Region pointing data
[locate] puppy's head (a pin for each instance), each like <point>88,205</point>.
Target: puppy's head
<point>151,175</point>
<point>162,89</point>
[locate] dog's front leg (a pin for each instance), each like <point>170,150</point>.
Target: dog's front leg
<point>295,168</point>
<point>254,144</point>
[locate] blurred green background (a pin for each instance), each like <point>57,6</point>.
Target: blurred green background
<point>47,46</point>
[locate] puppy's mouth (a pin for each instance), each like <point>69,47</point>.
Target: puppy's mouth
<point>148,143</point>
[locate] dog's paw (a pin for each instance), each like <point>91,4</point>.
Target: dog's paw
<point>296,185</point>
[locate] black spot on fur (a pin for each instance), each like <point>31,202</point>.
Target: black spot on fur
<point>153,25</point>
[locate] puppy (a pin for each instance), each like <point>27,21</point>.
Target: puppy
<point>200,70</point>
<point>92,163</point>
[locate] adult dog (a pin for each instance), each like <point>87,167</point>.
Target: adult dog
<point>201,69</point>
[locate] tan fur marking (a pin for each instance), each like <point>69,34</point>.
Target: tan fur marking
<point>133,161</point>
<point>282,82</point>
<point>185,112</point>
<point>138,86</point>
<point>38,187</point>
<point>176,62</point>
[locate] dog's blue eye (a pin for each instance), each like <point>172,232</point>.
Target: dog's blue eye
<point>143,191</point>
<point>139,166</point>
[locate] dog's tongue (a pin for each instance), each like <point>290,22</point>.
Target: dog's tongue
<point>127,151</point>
---
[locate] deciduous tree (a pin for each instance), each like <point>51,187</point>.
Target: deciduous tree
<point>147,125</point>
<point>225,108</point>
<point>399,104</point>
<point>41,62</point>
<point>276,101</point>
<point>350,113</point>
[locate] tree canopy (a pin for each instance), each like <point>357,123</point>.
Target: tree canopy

# How to complete this task:
Return exactly the lines above from the line that has "[locate] puppy's head" through the line that has "[locate] dog's paw", inclusive, and nothing else.

# Reply:
[locate] puppy's head (a pin for each instance), each like <point>88,205</point>.
Target: puppy's head
<point>151,175</point>
<point>162,89</point>
[locate] dog's front leg (a pin for each instance), each like <point>170,150</point>.
Target: dog's front leg
<point>295,168</point>
<point>254,144</point>
[locate] blurred green background (a pin for each instance), each like <point>57,6</point>.
Target: blurred green background
<point>47,46</point>
[locate] puppy's mouth (a pin for each instance), each like <point>69,47</point>.
Target: puppy's mouth
<point>148,143</point>
[locate] dog's paw (a pin for each instance), each like <point>91,4</point>.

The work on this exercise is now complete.